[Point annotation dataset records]
.....

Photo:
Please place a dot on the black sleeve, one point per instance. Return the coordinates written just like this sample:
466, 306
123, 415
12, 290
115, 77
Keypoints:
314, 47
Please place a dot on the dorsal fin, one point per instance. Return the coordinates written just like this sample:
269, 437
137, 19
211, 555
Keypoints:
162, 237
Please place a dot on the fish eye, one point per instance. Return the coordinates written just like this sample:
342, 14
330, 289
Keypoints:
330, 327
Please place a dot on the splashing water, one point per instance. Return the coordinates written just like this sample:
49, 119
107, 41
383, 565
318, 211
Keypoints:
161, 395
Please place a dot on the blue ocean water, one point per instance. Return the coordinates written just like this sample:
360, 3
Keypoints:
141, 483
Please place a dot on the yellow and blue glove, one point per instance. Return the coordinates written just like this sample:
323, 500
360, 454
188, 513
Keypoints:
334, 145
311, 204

.....

◆ **Task requirements**
The line containing "Please place a dot on the dorsal" marks the start; retype it and each line after it through the end of the records above, exactly.

◆ **Completed exercise**
Please place a dot on the dorsal fin, one point per instance. Return the coordinates written just like this sample:
269, 437
137, 19
211, 555
Keypoints:
162, 237
Please place a dot on the fish eye, one point per instance. Return the coordinates written just like this sample:
342, 14
330, 289
Keypoints:
330, 327
Please place a dot on the splashing water, one point per instance. Return the coordinates written just like this sample:
49, 119
107, 41
383, 565
318, 211
Keypoints:
161, 395
Please place a dot on the blue ocean water, one point per instance. Return the coordinates written just like this sample:
360, 3
Keypoints:
141, 483
Please place a dot on the yellow and blue glove, one point per instance. Return the coordinates written just like this sample:
323, 500
360, 454
188, 513
Keypoints:
334, 145
311, 204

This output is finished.